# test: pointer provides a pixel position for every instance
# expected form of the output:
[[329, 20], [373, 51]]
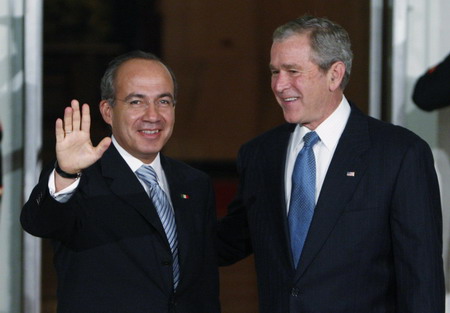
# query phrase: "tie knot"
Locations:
[[310, 139], [148, 174]]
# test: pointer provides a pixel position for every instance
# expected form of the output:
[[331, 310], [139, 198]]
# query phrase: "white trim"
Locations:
[[399, 54], [375, 63]]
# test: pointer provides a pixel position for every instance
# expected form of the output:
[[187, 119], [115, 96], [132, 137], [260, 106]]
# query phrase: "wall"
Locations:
--------------------------------
Work item: Copy out the data above exactly, except the pictures.

Exercise response:
# test: pointer provides a pixel position for every instance
# expected form of the output:
[[329, 20], [373, 51]]
# query phrase: "tie knot"
Locations:
[[310, 139], [148, 174]]
# test: pointer provides a pixel position for every instance
# expected form of the output:
[[331, 310], [139, 198]]
# query phrase: "white trim"
Locations:
[[399, 54], [375, 63]]
# test: pointer provides a pixel position for every instance
# expected form of the output:
[[187, 119], [115, 96], [132, 137], [260, 106]]
# query phrase: "wall"
Locations:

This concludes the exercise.